─── Texte fourni ───

Autopsie d`une manipulation : Affaire Noël à Abidjan

Un documentaire sur le coup tordu que préparait le putschiste Ibrahim Coulibaly dit Ib, contre le pouvoir d`Abidjan, en décembre 2007, est désormais à l`écran.

Il faut, pour s`aventurer dans le maquis touffu et fangeux des coups tordus franco-africains, une foulée sûre et du souffle. Mieux vaut aussi avoir l`oreille fine, l`œil aux aguets et l`estomac pas trop délicat. Il faut surtout, sous peine de s`embourber, placer ses pas dans ceux de guides opiniâtres. Jean-Paul Billault, Emmanuel Razavi et Jean-Pierre Canet, les auteurs du documentaire label Capa diffusé ce mercredi, sur Planète, forment à cet égard, un trio de sherpas aguerri. Intitulé " Manipulations sous haute tension ", le long trekking tropical -près de deux heures- qu`ils cornaquent, fruit d`une année d`enquêtes, vaut le détour.

─── Lignes de données ───

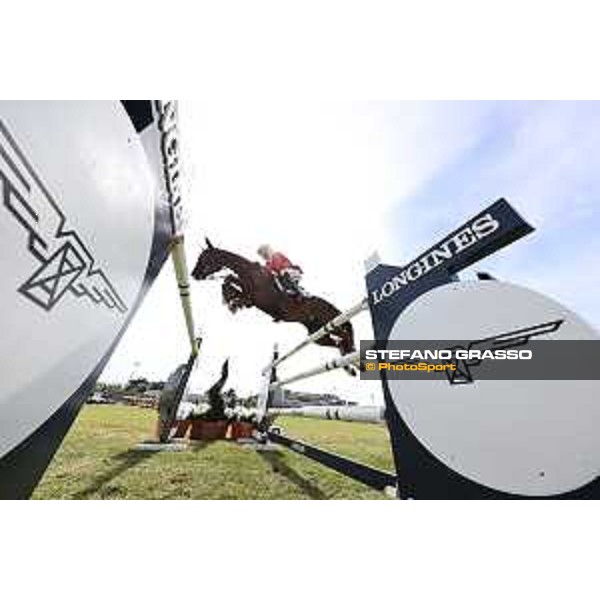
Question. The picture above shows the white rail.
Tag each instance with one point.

───

* Consigne *
Recopiez le passage de l'article sur l'affaire Noël à Abidjan qui s'ouvre sur les mots contenant « Un documentaire sur » et se termine par « vaut le détour. ».

* Bonne réponse *
Un documentaire sur le coup tordu que préparait le putschiste Ibrahim Coulibaly dit Ib, contre le pouvoir d`Abidjan, en décembre 2007, est désormais à l`écran.

Il faut, pour s`aventurer dans le maquis touffu et fangeux des coups tordus franco-africains, une foulée sûre et du souffle. Mieux vaut aussi avoir l`oreille fine, l`œil aux aguets et l`estomac pas trop délicat. Il faut surtout, sous peine de s`embourber, placer ses pas dans ceux de guides opiniâtres. Jean-Paul Billault, Emmanuel Razavi et Jean-Pierre Canet, les auteurs du documentaire label Capa diffusé ce mercredi, sur Planète, forment à cet égard, un trio de sherpas aguerri. Intitulé " Manipulations sous haute tension ", le long trekking tropical -près de deux heures- qu`ils cornaquent, fruit d`une année d`enquêtes, vaut le détour.